• Natural-language object grounding data:
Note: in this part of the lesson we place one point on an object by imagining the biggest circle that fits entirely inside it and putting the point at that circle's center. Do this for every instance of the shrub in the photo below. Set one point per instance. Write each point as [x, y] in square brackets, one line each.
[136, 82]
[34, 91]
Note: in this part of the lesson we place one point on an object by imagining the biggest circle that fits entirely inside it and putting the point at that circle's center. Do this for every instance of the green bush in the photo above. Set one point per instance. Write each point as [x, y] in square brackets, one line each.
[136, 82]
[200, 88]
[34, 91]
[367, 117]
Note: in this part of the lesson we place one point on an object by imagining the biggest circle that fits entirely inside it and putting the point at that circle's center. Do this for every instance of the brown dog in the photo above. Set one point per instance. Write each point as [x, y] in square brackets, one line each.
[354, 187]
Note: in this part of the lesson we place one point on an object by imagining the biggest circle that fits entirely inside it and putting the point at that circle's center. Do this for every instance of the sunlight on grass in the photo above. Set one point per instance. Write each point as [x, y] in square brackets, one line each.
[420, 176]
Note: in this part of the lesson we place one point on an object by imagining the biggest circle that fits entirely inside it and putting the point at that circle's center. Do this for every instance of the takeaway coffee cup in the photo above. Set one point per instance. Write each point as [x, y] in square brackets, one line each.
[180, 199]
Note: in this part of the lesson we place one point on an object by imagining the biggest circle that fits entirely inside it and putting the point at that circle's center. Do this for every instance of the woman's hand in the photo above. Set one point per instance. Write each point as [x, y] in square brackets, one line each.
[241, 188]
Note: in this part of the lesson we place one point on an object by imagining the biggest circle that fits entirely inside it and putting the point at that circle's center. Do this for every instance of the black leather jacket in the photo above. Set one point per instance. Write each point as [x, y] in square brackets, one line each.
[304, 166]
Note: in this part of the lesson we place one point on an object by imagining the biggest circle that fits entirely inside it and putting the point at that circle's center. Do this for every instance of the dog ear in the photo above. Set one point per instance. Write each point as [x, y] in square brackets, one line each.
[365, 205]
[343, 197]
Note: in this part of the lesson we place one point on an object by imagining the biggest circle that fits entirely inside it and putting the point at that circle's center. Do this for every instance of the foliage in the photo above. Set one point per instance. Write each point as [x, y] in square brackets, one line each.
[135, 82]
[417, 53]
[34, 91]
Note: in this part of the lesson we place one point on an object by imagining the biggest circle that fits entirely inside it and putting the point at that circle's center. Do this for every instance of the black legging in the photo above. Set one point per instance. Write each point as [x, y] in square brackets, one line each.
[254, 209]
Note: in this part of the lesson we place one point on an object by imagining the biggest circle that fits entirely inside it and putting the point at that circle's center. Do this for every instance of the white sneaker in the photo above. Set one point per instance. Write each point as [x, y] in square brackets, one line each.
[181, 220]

• Work item:
What is needed is an exact restatement of every record above.

• Answer below:
Note: in this part of the lesson we place one point on an object by imagining the biggest circle that fits entirely inside it and putting the point at that circle's center. Do this for every instance of the shrub in the photo below. Set one point per instance. Write each point as [x, y] in square brackets, one line each.
[136, 82]
[34, 91]
Note: in this part of the lesson we place one point on an object by imagining the biggest circle that fits entirely inside it and putting the point at that circle's center. Do this for every instance of the green bush in the photo above. Set one point per instance. Write each point as [x, y] in square brackets, one line each.
[136, 82]
[200, 88]
[34, 91]
[367, 117]
Note: in this part of the lesson we place one point on an object by imagining the biggest circle that fits entirely inside it and putting the point at that circle's center. Do this for every instance of the brown dog in the photo above. Set one point per instance. Write each point as [x, y] in square brackets, one line each.
[354, 187]
Note: in this part of the lesson we place one point on an object by imagining the biggest circle that fits entirely inside it and putting the point at that circle's center. Do this for every instance of the sunlight on grass in the photo above. Set one point per instance. Write each point as [x, y] in square brackets, one line each.
[420, 176]
Note: in this part of the lesson we place one point on an object by imagining the biggest circle that fits entirely inside it and putting the point at that circle's center. Do this for every instance of the takeaway coffee cup in the photo above. Set one point per instance. Write each point as [x, y] in square brackets, one line each.
[180, 199]
Note: in this part of the lesson we place one point on an object by imagining the biggest circle that fits entirely inside it and putting the point at that circle's center. Do this for every instance of the woman's hand in the photo above. Set one point per instance. Write each point as [x, y] in square brackets, one line each.
[241, 188]
Note: in this part of the lesson we place one point on an object by imagining the biggest circle that fits entirely inside it and putting the point at that circle's center. Do this for every instance of the black leather jacket in the photo above. Set one point per instance. Write each point as [x, y] in square brackets, one line each.
[304, 166]
Note: in this part of the lesson we place one point on an object by imagining the biggest circle that fits entirely inside it and putting the point at that circle's center. Do this for every instance of the dog ear in the photo above. Set one point per instance. Write each point as [x, y] in square brackets, one line each.
[365, 205]
[343, 197]
Note: in this part of the lesson we place one point on an object by imagining the biggest circle that fits entirely inside it and putting the point at that circle's center. Do this for every instance of the foliage in the photo above. Set one point per instance. Write each point as [x, y] in square brackets, one line each.
[135, 82]
[417, 53]
[34, 91]
Note: in this part of the lesson we place one point on an object by imagining the biggest circle that fits entirely inside it and putting the point at that circle's center. Do this for every instance of the black legging in the photo above. Set one point per instance. Write each point as [x, y] in square brackets, one line each.
[254, 209]
Note: in this part of the lesson we place one point on an object by imagining the biggest circle that fits entirely inside it and putting the point at that circle's center. Do this for every instance of the white sneaker in the photo above. Set one point per instance. Write each point as [x, y] in square brackets, one line each.
[181, 220]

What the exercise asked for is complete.